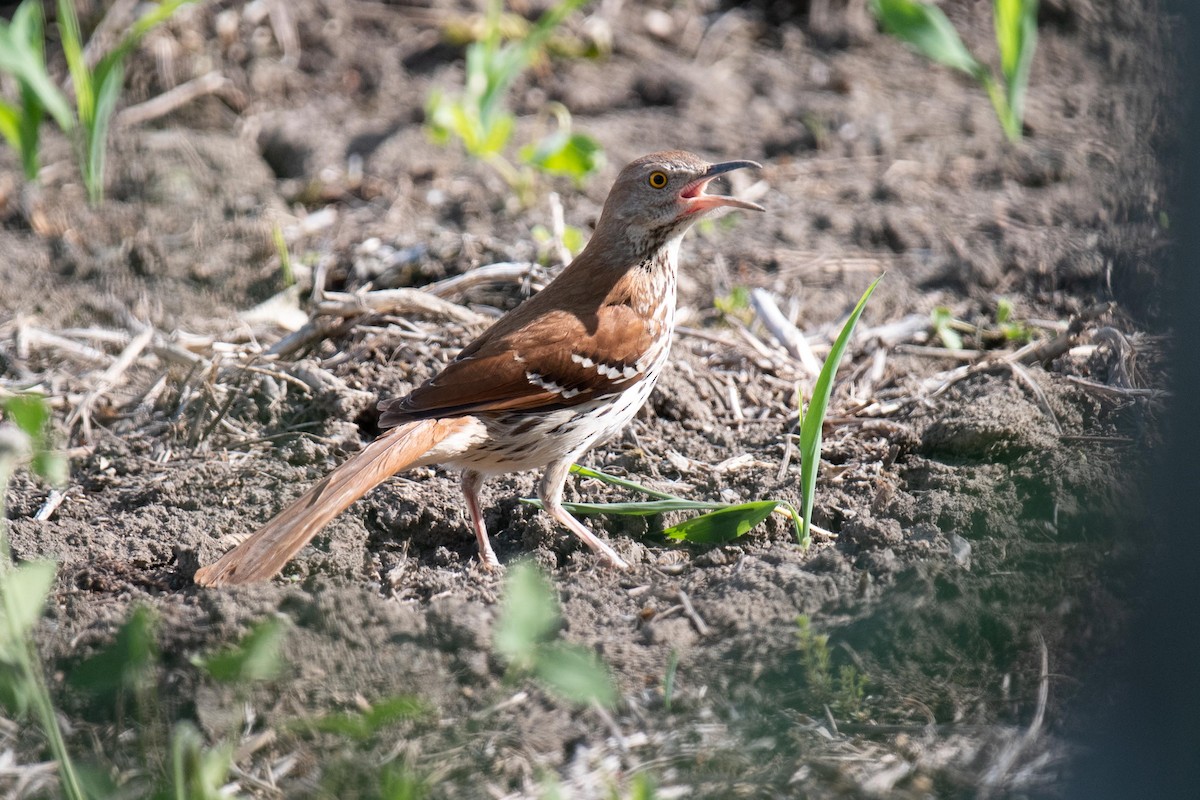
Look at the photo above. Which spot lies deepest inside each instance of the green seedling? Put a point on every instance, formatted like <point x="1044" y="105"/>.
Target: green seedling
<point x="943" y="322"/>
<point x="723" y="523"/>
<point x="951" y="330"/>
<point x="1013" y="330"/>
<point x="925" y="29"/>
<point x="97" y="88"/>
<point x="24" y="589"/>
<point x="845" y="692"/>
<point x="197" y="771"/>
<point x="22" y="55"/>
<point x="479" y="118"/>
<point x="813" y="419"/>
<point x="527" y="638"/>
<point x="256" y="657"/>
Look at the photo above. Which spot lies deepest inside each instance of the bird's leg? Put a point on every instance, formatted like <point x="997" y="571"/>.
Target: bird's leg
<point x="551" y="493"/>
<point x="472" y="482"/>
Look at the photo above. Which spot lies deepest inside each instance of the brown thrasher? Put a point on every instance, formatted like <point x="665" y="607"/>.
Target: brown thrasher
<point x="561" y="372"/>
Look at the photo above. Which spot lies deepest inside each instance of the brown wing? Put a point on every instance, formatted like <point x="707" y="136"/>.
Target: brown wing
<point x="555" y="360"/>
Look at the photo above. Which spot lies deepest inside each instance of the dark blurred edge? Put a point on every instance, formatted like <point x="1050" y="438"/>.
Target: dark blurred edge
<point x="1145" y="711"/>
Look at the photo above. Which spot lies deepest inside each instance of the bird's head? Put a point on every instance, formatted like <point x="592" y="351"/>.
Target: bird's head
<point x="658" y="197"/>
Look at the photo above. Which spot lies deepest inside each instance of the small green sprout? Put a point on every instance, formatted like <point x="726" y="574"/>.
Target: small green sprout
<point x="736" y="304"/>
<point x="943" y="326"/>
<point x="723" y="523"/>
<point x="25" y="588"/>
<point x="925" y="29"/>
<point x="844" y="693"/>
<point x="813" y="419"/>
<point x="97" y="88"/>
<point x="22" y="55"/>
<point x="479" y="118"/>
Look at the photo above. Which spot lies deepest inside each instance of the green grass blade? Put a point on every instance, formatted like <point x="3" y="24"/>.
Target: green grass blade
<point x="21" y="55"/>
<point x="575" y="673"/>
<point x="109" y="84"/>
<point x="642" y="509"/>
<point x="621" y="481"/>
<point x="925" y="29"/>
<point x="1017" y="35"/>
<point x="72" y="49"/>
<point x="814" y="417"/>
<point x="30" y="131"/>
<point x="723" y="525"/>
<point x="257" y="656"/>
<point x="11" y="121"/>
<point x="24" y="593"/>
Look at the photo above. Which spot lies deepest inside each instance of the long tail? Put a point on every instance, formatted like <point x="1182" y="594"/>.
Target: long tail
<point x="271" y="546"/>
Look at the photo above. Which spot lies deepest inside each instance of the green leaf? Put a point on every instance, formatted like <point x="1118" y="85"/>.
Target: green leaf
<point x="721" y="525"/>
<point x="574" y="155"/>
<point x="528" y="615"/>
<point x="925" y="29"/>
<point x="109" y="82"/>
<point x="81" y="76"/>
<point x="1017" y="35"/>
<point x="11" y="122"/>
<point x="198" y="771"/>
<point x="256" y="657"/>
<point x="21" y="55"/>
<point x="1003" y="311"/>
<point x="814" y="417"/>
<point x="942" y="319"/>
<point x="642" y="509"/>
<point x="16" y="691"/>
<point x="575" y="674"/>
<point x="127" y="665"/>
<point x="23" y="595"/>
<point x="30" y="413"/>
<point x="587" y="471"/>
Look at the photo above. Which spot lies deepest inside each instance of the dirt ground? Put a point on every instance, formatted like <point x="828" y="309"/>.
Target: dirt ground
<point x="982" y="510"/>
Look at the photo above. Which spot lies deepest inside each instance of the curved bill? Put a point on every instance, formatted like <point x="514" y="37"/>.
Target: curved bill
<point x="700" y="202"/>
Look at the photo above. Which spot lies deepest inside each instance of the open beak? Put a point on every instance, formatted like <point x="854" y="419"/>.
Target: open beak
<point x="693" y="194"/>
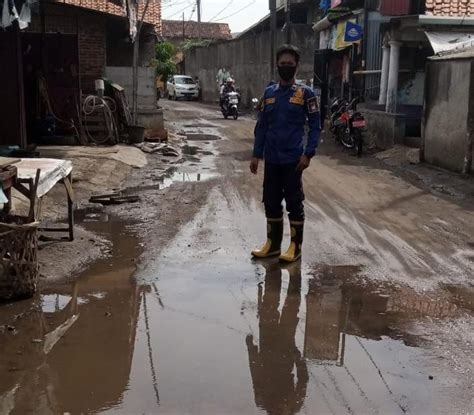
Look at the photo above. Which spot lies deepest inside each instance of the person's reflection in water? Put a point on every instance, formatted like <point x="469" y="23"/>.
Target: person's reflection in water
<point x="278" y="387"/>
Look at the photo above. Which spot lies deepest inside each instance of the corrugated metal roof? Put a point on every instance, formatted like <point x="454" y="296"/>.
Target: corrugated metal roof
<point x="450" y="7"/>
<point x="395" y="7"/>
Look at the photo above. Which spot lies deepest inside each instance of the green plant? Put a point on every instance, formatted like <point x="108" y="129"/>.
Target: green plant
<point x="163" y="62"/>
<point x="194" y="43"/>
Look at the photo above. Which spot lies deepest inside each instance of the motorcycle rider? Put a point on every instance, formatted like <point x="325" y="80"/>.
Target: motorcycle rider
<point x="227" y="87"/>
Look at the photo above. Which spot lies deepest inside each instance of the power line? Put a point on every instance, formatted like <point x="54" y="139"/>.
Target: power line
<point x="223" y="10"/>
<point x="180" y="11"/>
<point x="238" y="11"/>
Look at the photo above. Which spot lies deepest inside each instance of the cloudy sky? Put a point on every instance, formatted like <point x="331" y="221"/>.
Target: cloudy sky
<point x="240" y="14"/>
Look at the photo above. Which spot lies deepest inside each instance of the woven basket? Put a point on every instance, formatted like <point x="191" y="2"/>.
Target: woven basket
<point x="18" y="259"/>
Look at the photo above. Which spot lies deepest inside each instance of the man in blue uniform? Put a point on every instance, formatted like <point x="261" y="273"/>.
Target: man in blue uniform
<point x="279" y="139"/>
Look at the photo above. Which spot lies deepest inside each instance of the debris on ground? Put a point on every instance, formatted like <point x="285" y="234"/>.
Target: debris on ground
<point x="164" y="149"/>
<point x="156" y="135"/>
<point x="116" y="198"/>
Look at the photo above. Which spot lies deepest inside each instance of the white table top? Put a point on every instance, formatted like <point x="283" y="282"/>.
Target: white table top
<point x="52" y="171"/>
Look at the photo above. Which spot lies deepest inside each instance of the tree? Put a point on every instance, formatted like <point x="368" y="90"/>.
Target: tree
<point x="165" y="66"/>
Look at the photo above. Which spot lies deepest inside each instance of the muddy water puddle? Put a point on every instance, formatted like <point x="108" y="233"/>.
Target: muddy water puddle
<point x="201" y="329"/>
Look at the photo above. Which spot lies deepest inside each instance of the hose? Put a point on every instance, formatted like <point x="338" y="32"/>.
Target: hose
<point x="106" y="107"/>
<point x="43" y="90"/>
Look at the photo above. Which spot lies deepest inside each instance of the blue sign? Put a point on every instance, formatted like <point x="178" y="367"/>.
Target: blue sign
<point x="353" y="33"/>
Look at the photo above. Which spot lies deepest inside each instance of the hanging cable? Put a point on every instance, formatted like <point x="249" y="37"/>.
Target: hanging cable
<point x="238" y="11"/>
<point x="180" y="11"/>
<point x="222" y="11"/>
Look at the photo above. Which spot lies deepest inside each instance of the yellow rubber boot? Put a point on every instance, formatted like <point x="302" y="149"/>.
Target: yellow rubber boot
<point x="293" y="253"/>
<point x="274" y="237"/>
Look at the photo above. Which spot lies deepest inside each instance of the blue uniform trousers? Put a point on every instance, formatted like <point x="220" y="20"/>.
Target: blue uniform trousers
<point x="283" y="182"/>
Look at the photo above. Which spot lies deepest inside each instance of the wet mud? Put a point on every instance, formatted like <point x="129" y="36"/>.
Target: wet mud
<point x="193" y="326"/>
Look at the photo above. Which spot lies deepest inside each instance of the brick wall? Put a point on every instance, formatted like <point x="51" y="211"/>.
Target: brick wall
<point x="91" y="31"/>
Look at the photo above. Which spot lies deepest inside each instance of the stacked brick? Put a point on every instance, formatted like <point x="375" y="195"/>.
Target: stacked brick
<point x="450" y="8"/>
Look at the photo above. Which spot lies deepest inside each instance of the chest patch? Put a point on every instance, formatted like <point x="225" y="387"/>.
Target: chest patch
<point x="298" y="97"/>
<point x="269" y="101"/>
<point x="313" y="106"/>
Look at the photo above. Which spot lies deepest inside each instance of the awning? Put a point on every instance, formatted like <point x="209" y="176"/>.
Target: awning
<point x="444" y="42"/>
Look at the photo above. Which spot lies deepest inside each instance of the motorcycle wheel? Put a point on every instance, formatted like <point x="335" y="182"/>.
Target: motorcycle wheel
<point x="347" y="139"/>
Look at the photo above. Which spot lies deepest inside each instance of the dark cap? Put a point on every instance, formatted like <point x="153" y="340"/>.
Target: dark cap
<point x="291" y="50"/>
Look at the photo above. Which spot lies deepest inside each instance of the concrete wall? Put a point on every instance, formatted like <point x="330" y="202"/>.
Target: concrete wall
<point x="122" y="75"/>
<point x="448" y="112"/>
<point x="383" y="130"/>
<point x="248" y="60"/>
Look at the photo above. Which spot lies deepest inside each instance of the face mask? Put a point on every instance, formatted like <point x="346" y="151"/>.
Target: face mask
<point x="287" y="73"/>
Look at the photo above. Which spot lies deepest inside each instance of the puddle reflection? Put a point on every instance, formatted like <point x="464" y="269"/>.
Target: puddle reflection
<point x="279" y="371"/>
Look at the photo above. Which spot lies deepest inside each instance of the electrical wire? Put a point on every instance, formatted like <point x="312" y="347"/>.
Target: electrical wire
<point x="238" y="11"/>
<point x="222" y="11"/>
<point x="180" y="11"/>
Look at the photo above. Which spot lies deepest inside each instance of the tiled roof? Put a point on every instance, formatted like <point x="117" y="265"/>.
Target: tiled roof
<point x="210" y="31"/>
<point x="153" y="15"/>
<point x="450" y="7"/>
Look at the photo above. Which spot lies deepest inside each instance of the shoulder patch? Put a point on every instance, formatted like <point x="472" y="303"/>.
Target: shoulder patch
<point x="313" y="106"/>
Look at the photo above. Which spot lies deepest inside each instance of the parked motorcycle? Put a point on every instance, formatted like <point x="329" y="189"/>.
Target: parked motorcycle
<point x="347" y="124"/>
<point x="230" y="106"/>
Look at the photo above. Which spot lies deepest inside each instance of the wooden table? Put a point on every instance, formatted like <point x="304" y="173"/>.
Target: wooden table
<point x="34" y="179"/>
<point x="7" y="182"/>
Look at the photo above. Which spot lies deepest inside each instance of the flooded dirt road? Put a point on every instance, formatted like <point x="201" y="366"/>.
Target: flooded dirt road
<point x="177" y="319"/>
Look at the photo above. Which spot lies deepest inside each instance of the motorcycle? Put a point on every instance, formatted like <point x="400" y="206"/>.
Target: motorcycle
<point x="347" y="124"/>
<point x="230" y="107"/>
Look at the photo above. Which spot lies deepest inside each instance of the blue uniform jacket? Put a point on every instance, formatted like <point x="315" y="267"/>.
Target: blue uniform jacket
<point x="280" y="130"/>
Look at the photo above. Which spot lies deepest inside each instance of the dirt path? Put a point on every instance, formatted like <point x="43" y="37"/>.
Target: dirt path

• [THE PROBLEM]
Set down, word for word, the stretch of the records above from the line containing "of the flooded" through the end of the records.

• [EXERCISE SOLUTION]
Look at the photo above. Which spot lies deepest inside each instance of the flooded dirt road? Put a point on every instance, formatted like <point x="201" y="366"/>.
Target: flooded dirt road
<point x="177" y="319"/>
Look at the photo above. Which spot lies deepest inside each instance of the motorcycle? Put a point on every instance, formatted like <point x="400" y="206"/>.
Target: motorcycle
<point x="347" y="124"/>
<point x="230" y="107"/>
Look at the photo above. Which spot lies deepest inside each instance of the blue uniform jacket? Put a point on every instance, formatted like <point x="315" y="267"/>.
Target: blue uniform jacket
<point x="280" y="130"/>
Look at the photo above. Which spot lies deepest inside each instance of the dirt path? Put a point on every instance, formatted like <point x="43" y="37"/>.
Target: dirt path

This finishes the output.